Audio Engineer: TONY HUERTA ON A SUCCESS IN LIVE SOUND
What the Engineer Can Do
Throughout my professional career, I’ve discovered many truths— no matter the venue, the artist or the acoustics – the sound engineer can either ruin a great concert or enhance a great audience experience.
I’ve left a lot of shows early after giving the engineer the kind of tilted head look you’d expect from a Jack Russell Terrier. Most people in the audience probably blamed the artist. But as a sound engineer, I believe that the sound crew must have the talent and ability to overcome acoustics, equipment and at times, even the artist to make the performance a positive experience for the audience. Here are things to focus on in order to be successful.
3 Keys to success
1. Remain Transparent to the audience
A good live engineer has to possess the ability to remain invisible to the audience. All the glory goes to the talented individuals on stage. No matter what you do, you must never take the focus off the artist and put it onto you. From your effects, EQ, mixing, and technical aspects, the audience perception should always be that the artist holds the key to the great sound.
• You must take care of the needs of the show during sound check in order from the basic and through the complex. First, tackle the room acoustics with EQ, speaker placement and cross over. Second, adjust and dial in the gain structure of your artists. Third, adjust the mix by volume and channel EQ. And last, add in effects for a more pleasing sound. Don’t move on in the sound check until you have addressed each issue in order. Skipping to channel EQ when your room hasn’t been treated is a recipe for a bad mix, or as I say, “you can’t shine a turd”.

● **Listing**:
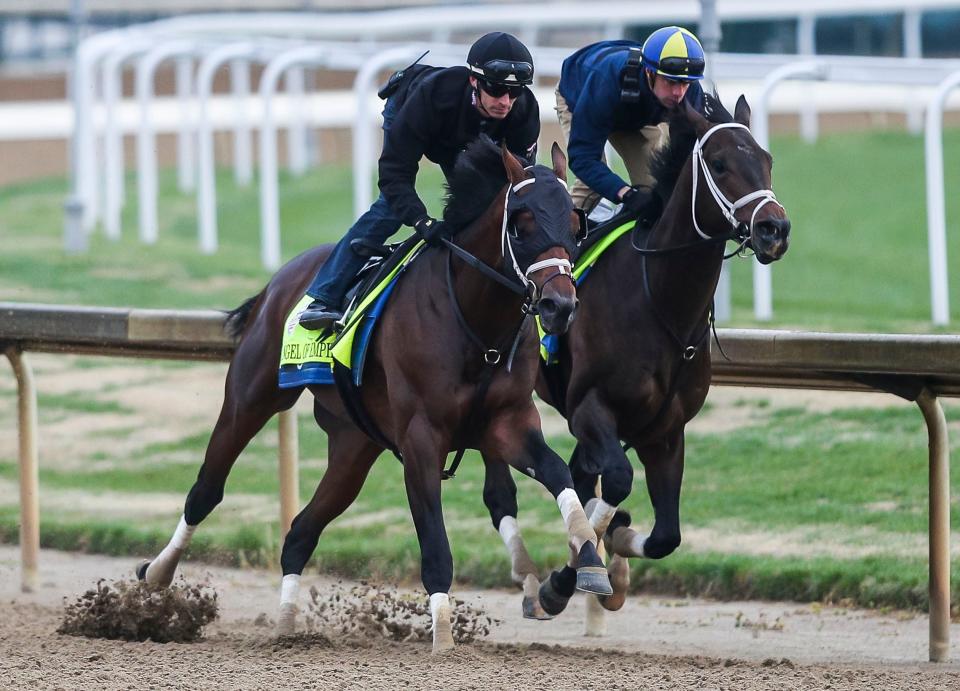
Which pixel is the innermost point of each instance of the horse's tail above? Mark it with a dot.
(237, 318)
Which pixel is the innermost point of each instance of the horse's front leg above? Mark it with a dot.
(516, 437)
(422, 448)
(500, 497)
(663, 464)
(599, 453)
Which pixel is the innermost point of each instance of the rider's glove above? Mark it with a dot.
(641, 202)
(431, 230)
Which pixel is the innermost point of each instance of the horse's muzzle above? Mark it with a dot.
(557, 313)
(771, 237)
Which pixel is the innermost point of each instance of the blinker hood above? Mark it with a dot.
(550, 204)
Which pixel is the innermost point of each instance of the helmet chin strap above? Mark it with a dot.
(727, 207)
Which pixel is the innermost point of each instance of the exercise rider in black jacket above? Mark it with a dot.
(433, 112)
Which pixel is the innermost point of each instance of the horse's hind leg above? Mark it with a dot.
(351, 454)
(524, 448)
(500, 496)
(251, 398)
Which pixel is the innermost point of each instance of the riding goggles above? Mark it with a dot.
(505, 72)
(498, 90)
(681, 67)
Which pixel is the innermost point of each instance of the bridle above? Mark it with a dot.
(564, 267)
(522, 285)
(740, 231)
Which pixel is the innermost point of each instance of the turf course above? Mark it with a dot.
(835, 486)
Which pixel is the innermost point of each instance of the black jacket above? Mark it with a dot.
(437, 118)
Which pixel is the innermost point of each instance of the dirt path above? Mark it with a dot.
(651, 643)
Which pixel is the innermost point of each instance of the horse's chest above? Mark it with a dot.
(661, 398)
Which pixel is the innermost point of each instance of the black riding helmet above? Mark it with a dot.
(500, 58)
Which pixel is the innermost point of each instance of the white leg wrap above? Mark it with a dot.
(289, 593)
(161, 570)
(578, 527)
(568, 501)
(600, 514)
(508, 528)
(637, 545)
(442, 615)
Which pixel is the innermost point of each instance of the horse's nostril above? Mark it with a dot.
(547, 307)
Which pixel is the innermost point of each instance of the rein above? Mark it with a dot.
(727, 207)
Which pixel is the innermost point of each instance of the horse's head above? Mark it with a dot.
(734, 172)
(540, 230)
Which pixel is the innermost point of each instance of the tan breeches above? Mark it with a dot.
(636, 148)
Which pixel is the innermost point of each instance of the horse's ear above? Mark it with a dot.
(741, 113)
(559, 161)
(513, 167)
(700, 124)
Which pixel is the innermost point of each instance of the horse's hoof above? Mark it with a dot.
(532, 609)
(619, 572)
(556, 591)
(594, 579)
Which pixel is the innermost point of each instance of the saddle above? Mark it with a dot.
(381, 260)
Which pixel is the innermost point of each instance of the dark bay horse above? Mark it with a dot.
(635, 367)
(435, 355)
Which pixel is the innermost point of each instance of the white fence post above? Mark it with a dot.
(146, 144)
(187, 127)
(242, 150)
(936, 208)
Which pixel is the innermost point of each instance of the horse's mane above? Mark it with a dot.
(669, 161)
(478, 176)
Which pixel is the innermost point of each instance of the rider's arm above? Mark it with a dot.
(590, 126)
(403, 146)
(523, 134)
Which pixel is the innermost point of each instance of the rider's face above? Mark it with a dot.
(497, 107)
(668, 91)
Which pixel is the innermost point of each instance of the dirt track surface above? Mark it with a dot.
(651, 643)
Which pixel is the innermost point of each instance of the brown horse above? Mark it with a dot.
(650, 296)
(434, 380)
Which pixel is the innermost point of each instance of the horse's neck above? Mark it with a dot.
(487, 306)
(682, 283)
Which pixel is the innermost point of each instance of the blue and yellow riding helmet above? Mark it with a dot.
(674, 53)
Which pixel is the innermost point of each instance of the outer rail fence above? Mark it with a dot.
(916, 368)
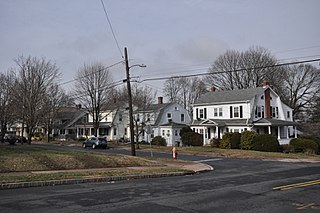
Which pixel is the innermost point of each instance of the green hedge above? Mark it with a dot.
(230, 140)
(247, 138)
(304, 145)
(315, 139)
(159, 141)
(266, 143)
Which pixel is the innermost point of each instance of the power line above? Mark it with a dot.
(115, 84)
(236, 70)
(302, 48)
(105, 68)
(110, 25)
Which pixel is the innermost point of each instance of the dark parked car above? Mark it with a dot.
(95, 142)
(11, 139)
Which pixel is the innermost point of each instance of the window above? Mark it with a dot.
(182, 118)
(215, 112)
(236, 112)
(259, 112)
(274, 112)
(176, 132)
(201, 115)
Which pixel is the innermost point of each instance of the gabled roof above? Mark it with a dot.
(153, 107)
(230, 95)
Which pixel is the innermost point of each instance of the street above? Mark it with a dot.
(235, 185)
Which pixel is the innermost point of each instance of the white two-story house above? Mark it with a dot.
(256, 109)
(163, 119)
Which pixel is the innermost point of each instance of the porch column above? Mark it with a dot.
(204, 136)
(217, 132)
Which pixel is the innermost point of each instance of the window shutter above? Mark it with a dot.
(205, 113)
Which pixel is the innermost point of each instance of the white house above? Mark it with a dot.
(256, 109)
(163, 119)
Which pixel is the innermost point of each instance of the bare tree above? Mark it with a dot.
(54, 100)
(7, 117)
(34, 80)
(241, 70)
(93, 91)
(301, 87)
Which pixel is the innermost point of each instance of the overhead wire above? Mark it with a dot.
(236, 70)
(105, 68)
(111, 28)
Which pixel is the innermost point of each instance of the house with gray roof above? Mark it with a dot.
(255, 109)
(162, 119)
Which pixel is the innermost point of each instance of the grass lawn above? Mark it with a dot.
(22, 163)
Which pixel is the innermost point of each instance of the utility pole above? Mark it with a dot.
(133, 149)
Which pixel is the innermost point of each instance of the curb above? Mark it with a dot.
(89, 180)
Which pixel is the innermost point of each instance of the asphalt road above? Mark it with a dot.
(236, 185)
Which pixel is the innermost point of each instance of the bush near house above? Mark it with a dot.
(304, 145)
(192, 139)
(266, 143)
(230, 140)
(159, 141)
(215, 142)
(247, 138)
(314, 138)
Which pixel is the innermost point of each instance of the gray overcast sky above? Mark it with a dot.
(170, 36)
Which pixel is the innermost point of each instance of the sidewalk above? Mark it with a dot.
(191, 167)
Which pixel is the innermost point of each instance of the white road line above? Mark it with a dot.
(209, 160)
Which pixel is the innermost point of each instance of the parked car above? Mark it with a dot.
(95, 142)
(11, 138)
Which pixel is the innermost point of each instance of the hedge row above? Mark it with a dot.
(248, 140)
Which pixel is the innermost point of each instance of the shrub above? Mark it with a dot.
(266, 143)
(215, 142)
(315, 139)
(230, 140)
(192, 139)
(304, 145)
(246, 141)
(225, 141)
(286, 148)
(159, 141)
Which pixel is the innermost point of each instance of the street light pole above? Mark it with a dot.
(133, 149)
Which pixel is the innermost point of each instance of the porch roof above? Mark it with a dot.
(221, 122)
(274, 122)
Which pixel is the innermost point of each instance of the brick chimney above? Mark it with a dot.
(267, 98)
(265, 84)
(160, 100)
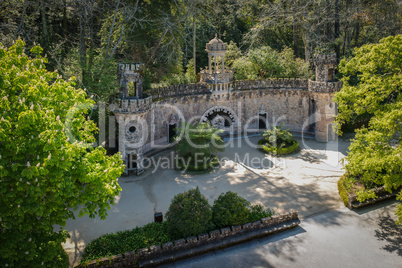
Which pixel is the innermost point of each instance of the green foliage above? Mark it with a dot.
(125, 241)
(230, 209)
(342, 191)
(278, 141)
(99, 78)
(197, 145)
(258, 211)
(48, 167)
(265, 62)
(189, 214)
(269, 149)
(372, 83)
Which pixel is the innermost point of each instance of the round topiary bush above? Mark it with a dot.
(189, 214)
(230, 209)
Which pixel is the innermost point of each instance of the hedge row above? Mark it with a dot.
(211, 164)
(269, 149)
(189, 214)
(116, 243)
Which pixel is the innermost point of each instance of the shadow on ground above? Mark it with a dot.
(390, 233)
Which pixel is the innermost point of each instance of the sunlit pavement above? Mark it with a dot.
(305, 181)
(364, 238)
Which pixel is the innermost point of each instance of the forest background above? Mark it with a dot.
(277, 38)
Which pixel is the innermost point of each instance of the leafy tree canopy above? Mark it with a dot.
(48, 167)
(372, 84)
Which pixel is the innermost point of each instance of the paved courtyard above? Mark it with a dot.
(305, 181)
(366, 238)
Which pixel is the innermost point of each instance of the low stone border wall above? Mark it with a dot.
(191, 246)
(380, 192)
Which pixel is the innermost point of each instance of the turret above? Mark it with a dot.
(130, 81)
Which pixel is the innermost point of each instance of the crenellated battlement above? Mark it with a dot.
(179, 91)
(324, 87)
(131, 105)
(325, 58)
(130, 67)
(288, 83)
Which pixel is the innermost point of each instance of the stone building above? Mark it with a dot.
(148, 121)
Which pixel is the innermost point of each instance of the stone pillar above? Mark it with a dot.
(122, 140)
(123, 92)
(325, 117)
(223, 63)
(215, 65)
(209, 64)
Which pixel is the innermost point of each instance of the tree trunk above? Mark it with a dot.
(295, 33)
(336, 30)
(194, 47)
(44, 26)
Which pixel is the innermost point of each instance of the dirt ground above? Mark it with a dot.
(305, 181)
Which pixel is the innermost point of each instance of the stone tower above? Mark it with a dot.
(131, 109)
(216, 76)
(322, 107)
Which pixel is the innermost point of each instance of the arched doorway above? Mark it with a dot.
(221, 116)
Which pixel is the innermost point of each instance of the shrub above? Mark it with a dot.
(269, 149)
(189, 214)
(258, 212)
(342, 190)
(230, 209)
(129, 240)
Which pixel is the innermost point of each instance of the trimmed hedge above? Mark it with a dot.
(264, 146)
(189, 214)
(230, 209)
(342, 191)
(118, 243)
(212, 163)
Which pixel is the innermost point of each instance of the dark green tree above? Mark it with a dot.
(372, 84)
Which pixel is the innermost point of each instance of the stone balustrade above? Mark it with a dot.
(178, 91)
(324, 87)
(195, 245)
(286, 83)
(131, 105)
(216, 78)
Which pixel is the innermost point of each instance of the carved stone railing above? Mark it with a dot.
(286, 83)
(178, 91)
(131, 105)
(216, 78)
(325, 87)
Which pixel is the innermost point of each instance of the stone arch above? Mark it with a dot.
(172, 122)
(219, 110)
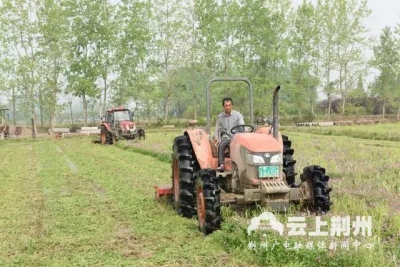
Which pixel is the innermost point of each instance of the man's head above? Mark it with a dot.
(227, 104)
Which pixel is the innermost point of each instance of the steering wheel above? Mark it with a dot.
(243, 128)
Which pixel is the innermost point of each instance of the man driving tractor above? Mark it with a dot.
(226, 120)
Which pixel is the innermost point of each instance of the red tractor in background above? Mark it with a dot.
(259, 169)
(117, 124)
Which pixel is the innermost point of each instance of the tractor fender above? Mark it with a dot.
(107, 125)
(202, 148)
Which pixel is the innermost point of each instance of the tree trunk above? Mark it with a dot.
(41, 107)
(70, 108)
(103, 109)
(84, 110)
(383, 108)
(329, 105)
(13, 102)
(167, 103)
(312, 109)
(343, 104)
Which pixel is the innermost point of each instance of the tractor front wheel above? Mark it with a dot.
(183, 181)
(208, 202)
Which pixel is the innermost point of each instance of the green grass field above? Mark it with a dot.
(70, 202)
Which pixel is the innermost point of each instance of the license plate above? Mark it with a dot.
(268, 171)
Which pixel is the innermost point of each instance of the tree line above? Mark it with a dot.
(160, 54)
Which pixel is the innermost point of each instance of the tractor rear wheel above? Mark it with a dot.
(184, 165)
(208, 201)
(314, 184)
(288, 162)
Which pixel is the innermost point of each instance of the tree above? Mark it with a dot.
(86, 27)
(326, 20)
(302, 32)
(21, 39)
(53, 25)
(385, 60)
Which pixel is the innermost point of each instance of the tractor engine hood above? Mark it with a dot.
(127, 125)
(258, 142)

● **Complete the following**:
#1 Reproduce word for word the part of the live sound article from "3 Keys to success" up to and including "the great sound.".
#2 According to the live sound article, why should an engineer not jump to channel EQ during sound check before dealing with the room?
#3 Answer these from the live sound article:
(a) Who does the author say most people in the audience probably blamed for the shows he left early?
(b) What is the second step of the sound check?
(c) How many keys to success does the article's heading announce?
Rely only on the live sound article, not on the listing.

● **Worked solutions**:
#1
3 Keys to success
1. Remain Transparent to the audience
A good live engineer has to possess the ability to remain invisible to the audience. All the glory goes to the talented individuals on stage. No matter what you do, you must never take the focus off the artist and put it onto you. From your effects, EQ, mixing, and technical aspects, the audience perception should always be that the artist holds the key to the great sound.

#2 Skipping to channel EQ before the room has been treated is a recipe for a bad mix. The sound check has to move in order from the basic to the complex, so the engineer should not move on until each issue has been addressed.

#3
(a) The artist.
(b) Adjusting and dialing in the gain structure of the artists.
(c) Three.